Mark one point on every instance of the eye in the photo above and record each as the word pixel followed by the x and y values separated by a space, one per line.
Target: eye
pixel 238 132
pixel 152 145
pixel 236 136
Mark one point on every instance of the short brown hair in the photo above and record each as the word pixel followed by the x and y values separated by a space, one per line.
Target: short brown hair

══════

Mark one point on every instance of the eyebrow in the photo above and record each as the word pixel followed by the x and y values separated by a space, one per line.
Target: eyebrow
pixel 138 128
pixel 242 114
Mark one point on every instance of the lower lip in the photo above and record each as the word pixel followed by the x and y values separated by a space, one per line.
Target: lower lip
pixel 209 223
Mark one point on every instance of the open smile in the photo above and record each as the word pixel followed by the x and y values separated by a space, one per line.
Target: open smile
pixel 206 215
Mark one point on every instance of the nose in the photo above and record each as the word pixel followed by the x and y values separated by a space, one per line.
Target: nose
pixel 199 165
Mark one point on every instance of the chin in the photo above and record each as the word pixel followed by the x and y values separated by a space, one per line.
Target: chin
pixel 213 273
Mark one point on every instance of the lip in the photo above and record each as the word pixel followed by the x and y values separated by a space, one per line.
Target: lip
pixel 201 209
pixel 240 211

══════

TASK PROMPT> Can you convert the material from the line with "Mark one point on every instance of the eye in" up to and including the line with "pixel 236 136" into a two-column CSV headed instruction and response, with one row per instruction and its response? Put each field in double quotes and replace line breaks with spaces.

TASK ANSWER>
instruction,response
"Mark one point on every instance of the eye in the photo above and record each as the word pixel followed by the x and y values separated by a space, one per line. Target: eye","pixel 238 132 pixel 152 145 pixel 236 136"